*Work instructions*:
Word for word, repeat the lines of the records from the one containing "the stroller handle" through the last line, both included.

— start Task material —

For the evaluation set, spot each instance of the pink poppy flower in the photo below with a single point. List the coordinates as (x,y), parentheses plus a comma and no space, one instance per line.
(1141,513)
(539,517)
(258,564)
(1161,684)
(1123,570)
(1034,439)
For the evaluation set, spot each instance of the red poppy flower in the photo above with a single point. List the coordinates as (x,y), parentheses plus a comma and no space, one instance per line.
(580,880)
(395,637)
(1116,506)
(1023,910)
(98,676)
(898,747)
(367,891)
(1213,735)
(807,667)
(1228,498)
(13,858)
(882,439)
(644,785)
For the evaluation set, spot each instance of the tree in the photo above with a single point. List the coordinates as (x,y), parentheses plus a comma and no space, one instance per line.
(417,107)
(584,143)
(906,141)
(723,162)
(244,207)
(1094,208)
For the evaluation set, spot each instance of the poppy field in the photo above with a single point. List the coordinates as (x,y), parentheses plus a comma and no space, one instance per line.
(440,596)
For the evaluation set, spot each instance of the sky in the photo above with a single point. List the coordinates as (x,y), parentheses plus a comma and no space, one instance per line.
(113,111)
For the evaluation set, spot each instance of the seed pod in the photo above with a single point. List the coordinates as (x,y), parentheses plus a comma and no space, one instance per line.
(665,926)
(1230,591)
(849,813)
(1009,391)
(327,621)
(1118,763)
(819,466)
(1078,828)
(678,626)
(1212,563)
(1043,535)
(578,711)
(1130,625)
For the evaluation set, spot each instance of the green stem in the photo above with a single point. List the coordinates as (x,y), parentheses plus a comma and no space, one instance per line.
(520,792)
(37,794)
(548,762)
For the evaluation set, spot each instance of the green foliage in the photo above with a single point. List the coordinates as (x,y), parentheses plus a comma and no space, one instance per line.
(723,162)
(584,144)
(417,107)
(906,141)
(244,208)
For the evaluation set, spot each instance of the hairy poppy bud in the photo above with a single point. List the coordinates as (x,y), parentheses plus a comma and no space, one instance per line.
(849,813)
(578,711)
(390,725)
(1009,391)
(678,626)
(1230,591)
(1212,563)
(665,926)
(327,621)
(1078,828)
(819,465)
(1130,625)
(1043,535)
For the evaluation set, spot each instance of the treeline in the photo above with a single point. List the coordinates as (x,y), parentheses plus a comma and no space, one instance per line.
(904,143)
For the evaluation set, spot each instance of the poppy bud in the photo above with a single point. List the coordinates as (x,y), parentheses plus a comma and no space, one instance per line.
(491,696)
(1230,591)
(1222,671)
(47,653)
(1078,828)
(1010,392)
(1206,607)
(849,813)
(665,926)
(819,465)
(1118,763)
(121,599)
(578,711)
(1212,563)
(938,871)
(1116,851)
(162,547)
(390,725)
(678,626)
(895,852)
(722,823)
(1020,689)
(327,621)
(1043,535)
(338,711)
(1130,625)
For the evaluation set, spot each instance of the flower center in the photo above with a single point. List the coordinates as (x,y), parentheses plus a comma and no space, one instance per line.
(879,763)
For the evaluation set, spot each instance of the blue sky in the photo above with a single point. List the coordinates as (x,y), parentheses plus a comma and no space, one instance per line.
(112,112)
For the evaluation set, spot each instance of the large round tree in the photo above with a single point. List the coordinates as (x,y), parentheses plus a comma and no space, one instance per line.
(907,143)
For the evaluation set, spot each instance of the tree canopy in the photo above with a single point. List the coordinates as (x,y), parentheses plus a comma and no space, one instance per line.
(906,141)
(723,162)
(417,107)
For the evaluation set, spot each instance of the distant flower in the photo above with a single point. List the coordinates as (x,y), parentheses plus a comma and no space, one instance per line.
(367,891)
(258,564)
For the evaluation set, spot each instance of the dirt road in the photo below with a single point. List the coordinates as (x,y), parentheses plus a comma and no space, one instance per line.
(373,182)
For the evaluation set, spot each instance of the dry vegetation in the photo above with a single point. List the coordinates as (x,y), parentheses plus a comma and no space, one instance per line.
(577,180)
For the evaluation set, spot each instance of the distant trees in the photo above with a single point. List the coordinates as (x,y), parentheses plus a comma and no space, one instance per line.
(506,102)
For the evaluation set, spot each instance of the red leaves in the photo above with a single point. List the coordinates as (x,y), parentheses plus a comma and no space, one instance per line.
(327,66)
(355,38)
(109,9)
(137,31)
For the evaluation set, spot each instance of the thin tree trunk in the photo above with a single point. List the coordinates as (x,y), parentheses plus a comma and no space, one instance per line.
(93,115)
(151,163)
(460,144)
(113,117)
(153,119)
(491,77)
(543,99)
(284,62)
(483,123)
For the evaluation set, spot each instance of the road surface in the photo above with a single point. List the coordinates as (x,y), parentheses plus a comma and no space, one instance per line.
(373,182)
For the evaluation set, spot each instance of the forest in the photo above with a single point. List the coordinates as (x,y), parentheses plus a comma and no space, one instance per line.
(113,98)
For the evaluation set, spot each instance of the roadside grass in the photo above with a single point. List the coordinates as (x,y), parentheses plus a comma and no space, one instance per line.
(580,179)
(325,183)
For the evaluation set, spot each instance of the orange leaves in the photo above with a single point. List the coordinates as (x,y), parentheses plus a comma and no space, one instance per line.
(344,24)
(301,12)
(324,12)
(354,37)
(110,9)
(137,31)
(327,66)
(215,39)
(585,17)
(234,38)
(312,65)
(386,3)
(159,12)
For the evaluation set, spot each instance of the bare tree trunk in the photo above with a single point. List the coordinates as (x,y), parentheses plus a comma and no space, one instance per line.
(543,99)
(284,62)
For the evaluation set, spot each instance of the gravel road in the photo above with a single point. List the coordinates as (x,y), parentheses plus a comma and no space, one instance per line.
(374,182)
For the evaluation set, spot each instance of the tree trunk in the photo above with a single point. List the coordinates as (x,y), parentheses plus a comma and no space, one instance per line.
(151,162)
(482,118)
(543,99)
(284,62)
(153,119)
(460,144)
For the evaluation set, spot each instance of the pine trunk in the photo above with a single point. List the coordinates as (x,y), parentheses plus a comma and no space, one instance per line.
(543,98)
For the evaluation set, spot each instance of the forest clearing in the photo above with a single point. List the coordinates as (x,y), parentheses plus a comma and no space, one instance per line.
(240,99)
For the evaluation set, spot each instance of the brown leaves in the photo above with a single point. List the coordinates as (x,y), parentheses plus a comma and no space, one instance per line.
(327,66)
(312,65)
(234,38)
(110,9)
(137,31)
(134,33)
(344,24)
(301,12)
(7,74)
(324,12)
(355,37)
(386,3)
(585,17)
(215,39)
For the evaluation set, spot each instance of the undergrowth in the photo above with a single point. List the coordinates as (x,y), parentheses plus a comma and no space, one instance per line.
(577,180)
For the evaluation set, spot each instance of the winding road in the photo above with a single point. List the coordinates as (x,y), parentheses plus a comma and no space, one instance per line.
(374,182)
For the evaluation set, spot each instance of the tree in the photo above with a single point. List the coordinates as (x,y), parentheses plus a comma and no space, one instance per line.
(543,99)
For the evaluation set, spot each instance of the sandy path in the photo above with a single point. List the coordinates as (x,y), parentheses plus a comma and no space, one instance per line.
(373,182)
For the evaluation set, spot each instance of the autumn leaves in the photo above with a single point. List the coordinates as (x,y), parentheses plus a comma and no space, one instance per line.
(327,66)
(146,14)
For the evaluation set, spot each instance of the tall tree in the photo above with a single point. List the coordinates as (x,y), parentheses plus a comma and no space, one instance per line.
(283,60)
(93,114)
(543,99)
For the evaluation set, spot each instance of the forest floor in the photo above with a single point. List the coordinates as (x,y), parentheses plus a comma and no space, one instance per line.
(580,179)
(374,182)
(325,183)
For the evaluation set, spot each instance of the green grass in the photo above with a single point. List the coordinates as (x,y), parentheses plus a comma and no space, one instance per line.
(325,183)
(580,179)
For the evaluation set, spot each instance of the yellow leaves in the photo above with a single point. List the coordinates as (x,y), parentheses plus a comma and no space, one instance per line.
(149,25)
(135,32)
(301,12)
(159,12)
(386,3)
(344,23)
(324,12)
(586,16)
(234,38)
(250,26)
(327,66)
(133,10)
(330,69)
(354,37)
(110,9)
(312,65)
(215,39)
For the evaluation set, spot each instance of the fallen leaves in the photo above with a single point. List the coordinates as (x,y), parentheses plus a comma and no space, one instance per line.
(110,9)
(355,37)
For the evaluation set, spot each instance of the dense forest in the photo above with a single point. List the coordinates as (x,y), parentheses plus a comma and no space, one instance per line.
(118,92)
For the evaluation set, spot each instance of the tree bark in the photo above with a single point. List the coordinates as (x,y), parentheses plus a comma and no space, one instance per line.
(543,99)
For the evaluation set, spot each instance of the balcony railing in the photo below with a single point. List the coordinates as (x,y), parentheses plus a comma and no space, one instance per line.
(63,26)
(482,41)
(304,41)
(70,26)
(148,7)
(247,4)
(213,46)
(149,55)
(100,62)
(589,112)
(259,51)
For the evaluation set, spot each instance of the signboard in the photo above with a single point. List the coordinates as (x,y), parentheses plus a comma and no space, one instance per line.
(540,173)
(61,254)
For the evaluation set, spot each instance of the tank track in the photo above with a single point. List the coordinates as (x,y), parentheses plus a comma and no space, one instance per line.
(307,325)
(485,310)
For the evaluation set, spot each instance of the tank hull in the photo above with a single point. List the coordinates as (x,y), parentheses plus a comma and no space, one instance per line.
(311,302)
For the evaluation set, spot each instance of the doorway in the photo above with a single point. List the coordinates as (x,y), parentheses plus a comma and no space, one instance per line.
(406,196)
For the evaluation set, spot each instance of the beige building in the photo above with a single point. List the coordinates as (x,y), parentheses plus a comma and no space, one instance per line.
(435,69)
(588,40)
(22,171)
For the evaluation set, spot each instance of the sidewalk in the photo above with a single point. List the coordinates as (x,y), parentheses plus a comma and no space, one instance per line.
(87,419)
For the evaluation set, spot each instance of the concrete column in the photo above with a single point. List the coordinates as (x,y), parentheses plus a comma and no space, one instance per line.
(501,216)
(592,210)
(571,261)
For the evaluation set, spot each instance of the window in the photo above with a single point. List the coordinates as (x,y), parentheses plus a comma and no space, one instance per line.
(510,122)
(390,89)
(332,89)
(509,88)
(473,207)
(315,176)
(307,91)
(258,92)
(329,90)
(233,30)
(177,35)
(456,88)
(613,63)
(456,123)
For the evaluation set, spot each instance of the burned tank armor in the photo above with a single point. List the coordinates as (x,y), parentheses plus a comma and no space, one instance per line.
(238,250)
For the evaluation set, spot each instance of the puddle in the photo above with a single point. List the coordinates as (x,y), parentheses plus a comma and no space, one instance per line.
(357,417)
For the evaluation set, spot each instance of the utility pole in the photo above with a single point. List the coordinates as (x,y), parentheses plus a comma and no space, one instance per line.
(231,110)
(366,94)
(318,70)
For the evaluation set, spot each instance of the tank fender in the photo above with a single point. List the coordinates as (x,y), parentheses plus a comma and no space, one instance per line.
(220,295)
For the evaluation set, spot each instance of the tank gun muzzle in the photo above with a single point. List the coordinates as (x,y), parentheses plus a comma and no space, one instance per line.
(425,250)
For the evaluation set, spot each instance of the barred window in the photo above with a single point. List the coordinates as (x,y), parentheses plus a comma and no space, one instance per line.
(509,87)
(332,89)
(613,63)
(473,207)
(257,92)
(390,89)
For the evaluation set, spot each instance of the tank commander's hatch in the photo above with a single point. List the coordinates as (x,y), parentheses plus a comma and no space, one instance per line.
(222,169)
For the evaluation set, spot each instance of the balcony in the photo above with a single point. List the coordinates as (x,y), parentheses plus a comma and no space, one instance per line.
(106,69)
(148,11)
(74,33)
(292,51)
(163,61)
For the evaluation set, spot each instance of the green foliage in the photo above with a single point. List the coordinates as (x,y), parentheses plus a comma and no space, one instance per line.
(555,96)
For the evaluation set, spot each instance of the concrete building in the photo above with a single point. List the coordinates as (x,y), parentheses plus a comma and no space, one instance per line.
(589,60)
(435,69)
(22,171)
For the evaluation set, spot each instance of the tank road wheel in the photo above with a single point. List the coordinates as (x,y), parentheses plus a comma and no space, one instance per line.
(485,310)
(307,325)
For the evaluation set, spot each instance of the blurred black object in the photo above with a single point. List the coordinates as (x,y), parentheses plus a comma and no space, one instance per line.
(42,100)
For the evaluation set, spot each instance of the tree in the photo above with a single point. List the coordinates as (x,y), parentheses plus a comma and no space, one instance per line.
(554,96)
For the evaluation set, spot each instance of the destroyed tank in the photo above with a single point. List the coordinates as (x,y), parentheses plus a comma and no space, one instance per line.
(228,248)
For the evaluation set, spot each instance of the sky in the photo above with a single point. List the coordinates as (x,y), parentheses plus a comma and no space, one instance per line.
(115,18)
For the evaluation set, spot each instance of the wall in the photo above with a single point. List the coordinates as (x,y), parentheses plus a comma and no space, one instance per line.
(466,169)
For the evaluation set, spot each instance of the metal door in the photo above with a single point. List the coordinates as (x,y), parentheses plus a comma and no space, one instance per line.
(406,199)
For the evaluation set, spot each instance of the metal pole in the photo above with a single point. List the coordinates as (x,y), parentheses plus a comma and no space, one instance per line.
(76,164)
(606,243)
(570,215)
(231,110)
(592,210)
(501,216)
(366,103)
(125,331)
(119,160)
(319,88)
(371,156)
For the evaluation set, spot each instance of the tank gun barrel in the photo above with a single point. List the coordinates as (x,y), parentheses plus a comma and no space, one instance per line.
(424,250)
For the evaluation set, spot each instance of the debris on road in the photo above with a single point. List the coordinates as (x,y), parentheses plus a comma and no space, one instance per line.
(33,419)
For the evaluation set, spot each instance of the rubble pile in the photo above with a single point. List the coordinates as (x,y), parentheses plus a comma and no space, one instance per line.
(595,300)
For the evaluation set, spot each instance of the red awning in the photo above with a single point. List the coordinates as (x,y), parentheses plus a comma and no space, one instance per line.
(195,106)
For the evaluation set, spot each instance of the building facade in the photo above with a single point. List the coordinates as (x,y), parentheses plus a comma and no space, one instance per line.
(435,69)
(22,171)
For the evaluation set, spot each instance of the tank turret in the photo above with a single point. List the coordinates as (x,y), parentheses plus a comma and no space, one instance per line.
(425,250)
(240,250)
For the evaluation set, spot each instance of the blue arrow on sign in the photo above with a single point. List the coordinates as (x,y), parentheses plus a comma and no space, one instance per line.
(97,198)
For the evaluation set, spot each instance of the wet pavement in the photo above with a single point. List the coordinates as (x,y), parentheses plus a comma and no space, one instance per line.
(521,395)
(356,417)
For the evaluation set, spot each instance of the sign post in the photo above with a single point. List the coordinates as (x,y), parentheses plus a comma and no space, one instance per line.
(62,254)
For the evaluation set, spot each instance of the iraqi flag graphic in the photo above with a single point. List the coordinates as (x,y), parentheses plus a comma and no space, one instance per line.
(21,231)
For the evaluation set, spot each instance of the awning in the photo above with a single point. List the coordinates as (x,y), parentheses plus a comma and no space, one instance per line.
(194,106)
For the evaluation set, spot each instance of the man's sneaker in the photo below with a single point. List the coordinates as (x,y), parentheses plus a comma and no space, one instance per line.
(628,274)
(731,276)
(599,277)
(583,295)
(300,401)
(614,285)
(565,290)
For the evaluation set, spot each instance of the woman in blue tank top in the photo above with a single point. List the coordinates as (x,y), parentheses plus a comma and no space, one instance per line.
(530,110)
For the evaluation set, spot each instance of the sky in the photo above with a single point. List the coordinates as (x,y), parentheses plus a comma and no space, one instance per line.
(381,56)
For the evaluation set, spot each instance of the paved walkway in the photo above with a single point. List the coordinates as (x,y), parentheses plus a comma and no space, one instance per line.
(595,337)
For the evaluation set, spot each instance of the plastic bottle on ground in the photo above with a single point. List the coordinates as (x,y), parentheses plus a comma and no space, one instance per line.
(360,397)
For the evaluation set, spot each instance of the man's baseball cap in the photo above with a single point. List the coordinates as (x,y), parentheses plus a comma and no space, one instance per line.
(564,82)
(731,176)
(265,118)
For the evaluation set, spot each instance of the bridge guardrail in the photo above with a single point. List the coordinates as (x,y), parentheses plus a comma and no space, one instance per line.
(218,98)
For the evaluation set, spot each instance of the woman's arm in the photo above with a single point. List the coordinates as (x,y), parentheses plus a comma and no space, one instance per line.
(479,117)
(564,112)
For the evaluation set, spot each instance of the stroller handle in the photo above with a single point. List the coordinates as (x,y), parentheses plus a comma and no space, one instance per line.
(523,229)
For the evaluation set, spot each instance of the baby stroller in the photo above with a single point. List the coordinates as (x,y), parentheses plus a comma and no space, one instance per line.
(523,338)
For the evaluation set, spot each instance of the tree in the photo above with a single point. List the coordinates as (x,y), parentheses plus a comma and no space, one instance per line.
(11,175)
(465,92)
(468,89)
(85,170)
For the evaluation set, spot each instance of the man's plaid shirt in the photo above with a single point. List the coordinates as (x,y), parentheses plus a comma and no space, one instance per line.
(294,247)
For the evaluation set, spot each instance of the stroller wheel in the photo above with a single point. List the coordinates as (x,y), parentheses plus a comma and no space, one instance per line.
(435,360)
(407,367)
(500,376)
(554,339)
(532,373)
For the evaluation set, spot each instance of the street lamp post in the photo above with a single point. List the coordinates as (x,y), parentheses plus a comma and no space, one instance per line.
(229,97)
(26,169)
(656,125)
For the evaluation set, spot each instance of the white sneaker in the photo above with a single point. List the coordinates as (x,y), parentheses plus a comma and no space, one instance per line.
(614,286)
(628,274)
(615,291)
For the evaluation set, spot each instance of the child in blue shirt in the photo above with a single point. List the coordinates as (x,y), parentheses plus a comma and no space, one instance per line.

— end Task material —

*Exercise output*:
For the evaluation set, spot each instance of the stroller handle in the photo above with a single point. List the coordinates as (x,y), parentheses plus a comma and no space, one instance per line.
(523,229)
For the evaluation set, spot each instance of the baby stroller in the photo above with a single point. List the coordinates as (x,y), parentheses plus a comma and no space, one instance per line.
(523,338)
For the evaluation set, spot each instance of the tree in the photo above with a single point. List the coordinates as (x,y), parentheses plus a comma and no space, one instance per line.
(11,175)
(465,92)
(468,89)
(85,170)
For the evaluation set, spot each instance of the man's plaid shirt in the photo above with a single point. List the coordinates as (x,y), parentheses plus a comma and no space, one instance per line.
(294,247)
For the evaluation set, spot each instance of the stroller wheel in the photo above with a single point. List the coordinates as (x,y), parentheses plus a comma and no space, one instance per line.
(435,360)
(407,367)
(500,376)
(554,339)
(532,373)
For the evaluation set, spot each instance of the street lamp post in the photo above with a single point. List the coordinates as (x,y), parentheses plus a comma and no space, one instance per line.
(229,97)
(26,169)
(656,125)
For the evaluation set, spot each instance of the white sneaker in the photo above with a single point. List the coordinates as (x,y), parentheses plus a comma and no space, one instance per line.
(614,286)
(628,274)
(615,291)
For the evaluation set, spot each instance of the child in blue shirt in the photo above with a single point. List the coordinates as (x,y), parentheses plus a comma and no space, one instance per line.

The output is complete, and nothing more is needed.